[Dataset entries]
------------------------------------------------------------------------

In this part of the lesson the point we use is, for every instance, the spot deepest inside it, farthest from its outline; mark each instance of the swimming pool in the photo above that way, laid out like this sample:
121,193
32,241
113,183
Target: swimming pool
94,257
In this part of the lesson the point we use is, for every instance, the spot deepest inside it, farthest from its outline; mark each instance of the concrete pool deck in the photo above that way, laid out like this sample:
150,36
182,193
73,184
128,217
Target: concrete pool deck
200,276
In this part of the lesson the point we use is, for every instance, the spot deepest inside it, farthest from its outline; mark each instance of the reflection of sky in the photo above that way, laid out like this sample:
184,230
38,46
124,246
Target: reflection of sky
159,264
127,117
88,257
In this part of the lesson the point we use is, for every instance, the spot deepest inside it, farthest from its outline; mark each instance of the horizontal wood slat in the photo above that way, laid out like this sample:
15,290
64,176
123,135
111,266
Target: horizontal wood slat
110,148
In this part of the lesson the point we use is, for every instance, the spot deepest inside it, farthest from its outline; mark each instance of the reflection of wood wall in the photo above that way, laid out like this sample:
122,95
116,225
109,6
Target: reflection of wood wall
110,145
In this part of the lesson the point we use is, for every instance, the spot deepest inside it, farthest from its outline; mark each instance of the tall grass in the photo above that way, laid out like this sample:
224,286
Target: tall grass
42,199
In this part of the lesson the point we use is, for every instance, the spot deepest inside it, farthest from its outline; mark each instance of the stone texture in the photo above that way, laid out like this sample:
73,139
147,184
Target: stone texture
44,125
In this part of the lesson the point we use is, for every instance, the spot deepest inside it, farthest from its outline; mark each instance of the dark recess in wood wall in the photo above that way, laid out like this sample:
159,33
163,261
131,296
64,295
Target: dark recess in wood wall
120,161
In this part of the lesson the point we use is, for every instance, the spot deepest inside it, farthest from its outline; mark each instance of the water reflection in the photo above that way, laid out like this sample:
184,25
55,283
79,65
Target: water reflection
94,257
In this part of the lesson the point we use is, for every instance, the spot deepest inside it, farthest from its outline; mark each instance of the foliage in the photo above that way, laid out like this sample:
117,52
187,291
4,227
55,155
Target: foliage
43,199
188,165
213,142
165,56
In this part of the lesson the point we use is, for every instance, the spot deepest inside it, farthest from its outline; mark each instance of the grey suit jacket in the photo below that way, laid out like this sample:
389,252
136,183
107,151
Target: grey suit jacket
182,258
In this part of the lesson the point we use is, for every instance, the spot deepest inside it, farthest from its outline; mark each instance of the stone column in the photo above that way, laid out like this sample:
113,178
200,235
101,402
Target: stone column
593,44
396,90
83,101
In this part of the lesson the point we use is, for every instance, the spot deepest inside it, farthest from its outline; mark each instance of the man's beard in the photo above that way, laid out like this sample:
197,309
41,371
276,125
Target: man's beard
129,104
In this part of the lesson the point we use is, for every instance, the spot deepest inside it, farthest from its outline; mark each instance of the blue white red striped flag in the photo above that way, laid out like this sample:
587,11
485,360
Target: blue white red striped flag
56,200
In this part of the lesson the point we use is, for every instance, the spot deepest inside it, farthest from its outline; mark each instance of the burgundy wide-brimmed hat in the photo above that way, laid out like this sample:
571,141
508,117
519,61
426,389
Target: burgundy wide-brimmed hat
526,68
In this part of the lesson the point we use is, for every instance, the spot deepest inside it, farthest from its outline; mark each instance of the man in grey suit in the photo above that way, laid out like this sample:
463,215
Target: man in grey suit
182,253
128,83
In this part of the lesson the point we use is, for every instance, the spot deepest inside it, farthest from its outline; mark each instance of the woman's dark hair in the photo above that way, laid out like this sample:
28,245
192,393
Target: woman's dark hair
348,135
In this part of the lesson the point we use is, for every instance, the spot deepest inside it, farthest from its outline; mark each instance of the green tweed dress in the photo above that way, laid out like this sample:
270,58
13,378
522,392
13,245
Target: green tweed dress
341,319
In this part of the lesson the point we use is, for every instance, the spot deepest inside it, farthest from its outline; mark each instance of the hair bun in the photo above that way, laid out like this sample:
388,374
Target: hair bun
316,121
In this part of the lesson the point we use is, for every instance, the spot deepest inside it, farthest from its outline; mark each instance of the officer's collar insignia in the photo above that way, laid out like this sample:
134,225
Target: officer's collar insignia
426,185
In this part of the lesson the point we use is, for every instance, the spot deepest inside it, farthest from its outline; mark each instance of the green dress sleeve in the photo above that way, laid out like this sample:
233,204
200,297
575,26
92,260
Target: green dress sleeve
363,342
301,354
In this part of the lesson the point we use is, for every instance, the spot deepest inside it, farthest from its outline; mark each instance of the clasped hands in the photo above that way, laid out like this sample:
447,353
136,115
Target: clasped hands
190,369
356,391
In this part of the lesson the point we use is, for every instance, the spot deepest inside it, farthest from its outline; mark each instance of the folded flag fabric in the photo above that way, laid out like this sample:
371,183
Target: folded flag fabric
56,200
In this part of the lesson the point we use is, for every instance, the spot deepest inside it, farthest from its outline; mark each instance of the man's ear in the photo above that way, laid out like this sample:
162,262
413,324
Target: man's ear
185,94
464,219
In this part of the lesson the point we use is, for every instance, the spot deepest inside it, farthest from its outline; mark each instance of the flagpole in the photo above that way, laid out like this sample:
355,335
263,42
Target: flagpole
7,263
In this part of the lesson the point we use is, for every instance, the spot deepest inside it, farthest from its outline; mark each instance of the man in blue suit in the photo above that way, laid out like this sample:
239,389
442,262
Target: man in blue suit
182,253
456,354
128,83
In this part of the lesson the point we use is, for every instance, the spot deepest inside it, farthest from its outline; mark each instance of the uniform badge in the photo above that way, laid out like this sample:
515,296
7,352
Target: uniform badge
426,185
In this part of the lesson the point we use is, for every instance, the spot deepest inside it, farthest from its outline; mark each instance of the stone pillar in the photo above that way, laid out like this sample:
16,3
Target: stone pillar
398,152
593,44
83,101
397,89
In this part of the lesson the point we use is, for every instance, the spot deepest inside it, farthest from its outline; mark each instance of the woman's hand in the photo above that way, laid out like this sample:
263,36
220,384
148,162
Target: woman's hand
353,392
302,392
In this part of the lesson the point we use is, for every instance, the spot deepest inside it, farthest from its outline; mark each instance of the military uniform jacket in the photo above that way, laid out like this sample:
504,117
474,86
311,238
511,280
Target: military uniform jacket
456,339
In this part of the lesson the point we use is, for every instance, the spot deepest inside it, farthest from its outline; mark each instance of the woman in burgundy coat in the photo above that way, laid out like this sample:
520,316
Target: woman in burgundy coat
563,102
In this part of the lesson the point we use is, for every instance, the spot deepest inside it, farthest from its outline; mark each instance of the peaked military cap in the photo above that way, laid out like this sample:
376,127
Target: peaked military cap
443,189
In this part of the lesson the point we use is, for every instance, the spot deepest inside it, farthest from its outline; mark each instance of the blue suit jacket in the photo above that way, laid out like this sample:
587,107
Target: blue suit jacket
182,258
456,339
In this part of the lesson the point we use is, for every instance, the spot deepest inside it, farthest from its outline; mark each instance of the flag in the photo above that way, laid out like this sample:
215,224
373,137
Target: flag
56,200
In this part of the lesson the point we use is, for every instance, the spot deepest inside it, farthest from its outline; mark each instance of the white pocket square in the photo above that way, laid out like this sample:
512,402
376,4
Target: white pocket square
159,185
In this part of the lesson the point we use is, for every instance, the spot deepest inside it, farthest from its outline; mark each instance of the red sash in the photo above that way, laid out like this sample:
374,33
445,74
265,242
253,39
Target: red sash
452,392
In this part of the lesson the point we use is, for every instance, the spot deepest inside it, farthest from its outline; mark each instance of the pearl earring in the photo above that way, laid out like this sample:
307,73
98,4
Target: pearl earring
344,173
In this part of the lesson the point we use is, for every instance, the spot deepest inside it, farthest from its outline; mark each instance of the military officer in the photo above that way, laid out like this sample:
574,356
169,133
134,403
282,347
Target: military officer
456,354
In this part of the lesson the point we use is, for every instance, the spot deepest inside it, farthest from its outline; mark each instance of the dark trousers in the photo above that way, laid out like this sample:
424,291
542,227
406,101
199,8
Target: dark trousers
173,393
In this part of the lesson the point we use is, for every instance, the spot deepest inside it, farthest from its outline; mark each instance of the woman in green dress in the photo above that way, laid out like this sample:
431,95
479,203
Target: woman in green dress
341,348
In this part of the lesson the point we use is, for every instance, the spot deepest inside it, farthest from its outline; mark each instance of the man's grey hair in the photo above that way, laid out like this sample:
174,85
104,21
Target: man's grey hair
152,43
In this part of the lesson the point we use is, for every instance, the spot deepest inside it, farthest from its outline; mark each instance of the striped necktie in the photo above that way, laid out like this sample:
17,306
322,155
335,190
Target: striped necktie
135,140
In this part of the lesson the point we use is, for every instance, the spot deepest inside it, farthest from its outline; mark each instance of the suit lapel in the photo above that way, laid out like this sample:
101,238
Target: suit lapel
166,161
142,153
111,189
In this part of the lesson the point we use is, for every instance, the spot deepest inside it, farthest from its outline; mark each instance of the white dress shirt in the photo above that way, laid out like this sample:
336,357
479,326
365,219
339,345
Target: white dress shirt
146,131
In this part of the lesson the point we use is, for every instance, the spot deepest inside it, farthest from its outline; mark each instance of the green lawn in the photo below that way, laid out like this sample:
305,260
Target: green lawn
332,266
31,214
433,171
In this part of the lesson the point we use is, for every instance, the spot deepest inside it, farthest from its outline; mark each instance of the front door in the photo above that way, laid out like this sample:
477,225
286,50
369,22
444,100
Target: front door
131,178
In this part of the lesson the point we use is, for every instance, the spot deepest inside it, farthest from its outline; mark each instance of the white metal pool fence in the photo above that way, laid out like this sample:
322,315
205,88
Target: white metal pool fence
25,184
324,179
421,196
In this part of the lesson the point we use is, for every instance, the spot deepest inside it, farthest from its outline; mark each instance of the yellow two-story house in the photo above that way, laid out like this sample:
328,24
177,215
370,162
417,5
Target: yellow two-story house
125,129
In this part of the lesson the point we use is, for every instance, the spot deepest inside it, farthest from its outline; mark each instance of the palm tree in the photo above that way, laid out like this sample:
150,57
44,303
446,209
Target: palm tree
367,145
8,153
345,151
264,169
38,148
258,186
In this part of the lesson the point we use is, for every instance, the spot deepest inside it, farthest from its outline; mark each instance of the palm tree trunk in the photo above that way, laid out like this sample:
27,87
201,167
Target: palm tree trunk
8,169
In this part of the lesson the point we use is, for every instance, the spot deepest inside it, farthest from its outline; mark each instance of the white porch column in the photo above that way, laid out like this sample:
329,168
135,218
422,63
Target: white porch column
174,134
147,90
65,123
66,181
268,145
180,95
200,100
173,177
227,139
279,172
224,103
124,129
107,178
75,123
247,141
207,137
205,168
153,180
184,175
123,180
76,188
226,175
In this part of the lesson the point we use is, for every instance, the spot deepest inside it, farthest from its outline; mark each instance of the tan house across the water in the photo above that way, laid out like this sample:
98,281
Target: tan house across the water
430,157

------------------------------------------------------------------------

— What you need to do —
Now copy each line of the entries that mentions "below".

— Exercise result —
In this part of the lesson the point we use is, for every instance, the spot deepest inside it, farthest from its outline; mark each instance of the grey suit jacket in the photo below that way, laid out like this sample:
In this part of the lesson the point we use is, for every instance, the spot deepest inside it, farthest from its outline; mark each instance of the green lawn in the photo below that way, laid out like this sample:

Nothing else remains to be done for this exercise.